(Position annotation records)
>>>>

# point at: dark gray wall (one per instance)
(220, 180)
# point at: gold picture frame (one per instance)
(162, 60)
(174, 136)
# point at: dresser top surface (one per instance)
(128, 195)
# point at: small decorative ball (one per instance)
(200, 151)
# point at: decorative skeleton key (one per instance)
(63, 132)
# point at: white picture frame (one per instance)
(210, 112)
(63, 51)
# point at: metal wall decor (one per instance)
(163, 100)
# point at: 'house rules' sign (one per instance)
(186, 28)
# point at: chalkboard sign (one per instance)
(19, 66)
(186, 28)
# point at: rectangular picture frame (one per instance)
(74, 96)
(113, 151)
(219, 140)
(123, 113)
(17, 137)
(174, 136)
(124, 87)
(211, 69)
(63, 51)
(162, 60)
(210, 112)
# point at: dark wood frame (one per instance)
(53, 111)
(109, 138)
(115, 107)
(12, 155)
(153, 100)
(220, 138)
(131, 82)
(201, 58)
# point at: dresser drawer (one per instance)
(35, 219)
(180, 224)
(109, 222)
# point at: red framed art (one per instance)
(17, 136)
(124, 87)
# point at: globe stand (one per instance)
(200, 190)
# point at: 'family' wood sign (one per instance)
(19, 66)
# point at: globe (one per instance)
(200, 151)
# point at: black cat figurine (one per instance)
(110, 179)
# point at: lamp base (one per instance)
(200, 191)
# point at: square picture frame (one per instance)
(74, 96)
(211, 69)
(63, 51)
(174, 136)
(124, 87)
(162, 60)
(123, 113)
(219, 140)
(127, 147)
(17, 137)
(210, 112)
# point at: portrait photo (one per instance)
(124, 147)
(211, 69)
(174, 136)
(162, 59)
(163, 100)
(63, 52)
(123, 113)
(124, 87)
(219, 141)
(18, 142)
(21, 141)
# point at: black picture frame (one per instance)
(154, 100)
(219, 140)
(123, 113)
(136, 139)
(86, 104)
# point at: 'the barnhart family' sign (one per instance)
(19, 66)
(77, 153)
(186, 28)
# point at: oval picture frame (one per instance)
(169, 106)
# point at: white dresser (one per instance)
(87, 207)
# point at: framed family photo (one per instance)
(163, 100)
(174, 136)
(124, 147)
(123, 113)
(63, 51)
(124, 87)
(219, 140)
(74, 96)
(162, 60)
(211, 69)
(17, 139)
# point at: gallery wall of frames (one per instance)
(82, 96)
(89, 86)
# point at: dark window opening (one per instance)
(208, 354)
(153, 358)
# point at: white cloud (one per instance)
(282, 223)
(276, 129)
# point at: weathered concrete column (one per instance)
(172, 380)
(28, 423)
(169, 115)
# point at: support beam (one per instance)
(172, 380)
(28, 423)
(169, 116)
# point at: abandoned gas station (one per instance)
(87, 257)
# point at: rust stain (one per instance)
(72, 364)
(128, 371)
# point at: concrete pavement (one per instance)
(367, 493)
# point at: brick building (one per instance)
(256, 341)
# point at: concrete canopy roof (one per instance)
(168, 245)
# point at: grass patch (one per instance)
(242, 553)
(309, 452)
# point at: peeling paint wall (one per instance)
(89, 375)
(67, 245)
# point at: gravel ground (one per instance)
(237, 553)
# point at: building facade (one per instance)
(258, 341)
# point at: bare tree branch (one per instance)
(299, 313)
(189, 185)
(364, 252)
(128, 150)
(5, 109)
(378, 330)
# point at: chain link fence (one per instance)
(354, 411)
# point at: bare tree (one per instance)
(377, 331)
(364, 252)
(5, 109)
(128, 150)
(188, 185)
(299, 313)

<<<<

■ **Work to complete**
Can you give every row above as a numbered list, with any blank lines left out?

■ **Task response**
1. # point at: dark gray wall (one per instance)
2. (220, 180)
3. # point at: gold picture frame (one per instance)
4. (162, 60)
5. (174, 136)
6. # point at: dresser top surface (one per instance)
7. (128, 195)
8. # point at: small decorative ball (one per instance)
9. (200, 151)
10. # point at: decorative skeleton key (one per instance)
11. (63, 132)
12. # point at: white picture frame (one per instance)
13. (210, 112)
14. (63, 51)
15. # point at: metal wall decor (one per instance)
16. (163, 100)
17. # point at: 'house rules' sign (one per instance)
18. (186, 28)
19. # point at: chalkboard sign (one per instance)
20. (19, 66)
21. (186, 28)
22. # point at: rectangular picture frame (one per instance)
23. (74, 96)
24. (113, 151)
25. (219, 140)
26. (123, 113)
27. (17, 137)
28. (174, 136)
29. (124, 87)
30. (211, 69)
31. (63, 51)
32. (162, 60)
33. (210, 112)
34. # point at: dark wood frame (one per instance)
35. (53, 111)
36. (109, 138)
37. (115, 107)
38. (12, 155)
39. (153, 100)
40. (220, 138)
41. (131, 82)
42. (201, 58)
43. # point at: dresser drawer (one per instance)
44. (35, 219)
45. (180, 224)
46. (109, 222)
47. # point at: red framed art (one per instance)
48. (17, 136)
49. (124, 87)
50. # point at: globe stand (one per instance)
51. (200, 190)
52. # point at: 'family' wood sign (one per instance)
53. (19, 66)
54. # point at: globe (one per instance)
55. (200, 151)
56. # point at: black cat figurine (one per instance)
57. (110, 179)
58. # point at: lamp base (one per instance)
59. (200, 191)
60. # point at: square picture frame (one per instance)
61. (74, 96)
62. (211, 69)
63. (63, 51)
64. (174, 136)
65. (124, 87)
66. (162, 60)
67. (123, 113)
68. (219, 140)
69. (127, 147)
70. (17, 137)
71. (210, 112)
72. # point at: portrait photo (one per instance)
73. (124, 147)
74. (211, 69)
75. (174, 136)
76. (162, 59)
77. (163, 100)
78. (63, 52)
79. (123, 113)
80. (124, 87)
81. (219, 141)
82. (18, 142)
83. (21, 141)
84. # point at: black picture frame (one per instance)
85. (154, 100)
86. (219, 140)
87. (123, 113)
88. (136, 139)
89. (86, 104)
90. # point at: 'the barnhart family' sign (one per instance)
91. (19, 66)
92. (77, 153)
93. (186, 28)
94. # point at: oval picture frame (one per instance)
95. (169, 106)
96. # point at: white dresser (one per instance)
97. (87, 207)
98. # point at: framed family photo (one per instance)
99. (163, 100)
100. (174, 136)
101. (124, 147)
102. (123, 113)
103. (63, 51)
104. (124, 87)
105. (219, 140)
106. (74, 96)
107. (162, 60)
108. (211, 69)
109. (17, 139)
110. # point at: gallery wall of frames (one per instance)
111. (82, 96)
112. (89, 86)
113. # point at: dark window opening (one per instance)
114. (208, 354)
115. (153, 358)
116. # point at: white cloud (one per instance)
117. (282, 223)
118. (276, 129)
119. # point at: weathered concrete column (one per instance)
120. (172, 380)
121. (28, 423)
122. (169, 115)
123. # point at: support beam (one per instance)
124. (172, 380)
125. (28, 423)
126. (169, 116)
127. # point at: abandoned gas station (one per instance)
128. (87, 257)
129. # point at: rust stain (one per instance)
130. (72, 364)
131. (128, 371)
132. # point at: concrete pavement (one per instance)
133. (367, 493)
134. # point at: brick building (one per instance)
135. (256, 341)
136. # point at: concrete canopy roof (one per instance)
137. (168, 245)
138. # point at: grass patch (one per instance)
139. (242, 553)
140. (309, 452)
141. # point at: peeling paint wall (one per instance)
142. (89, 375)
143. (67, 245)
144. # point at: gravel ground (one per instance)
145. (237, 553)
146. # point at: building facade (one per instance)
147. (258, 341)
148. # point at: bare tree branch (one per instance)
149. (299, 313)
150. (189, 185)
151. (364, 252)
152. (128, 150)
153. (5, 109)
154. (378, 330)
155. # point at: chain link fence (one per instance)
156. (354, 411)
157. # point at: bare tree (one per instance)
158. (377, 331)
159. (364, 252)
160. (5, 109)
161. (128, 150)
162. (188, 185)
163. (299, 313)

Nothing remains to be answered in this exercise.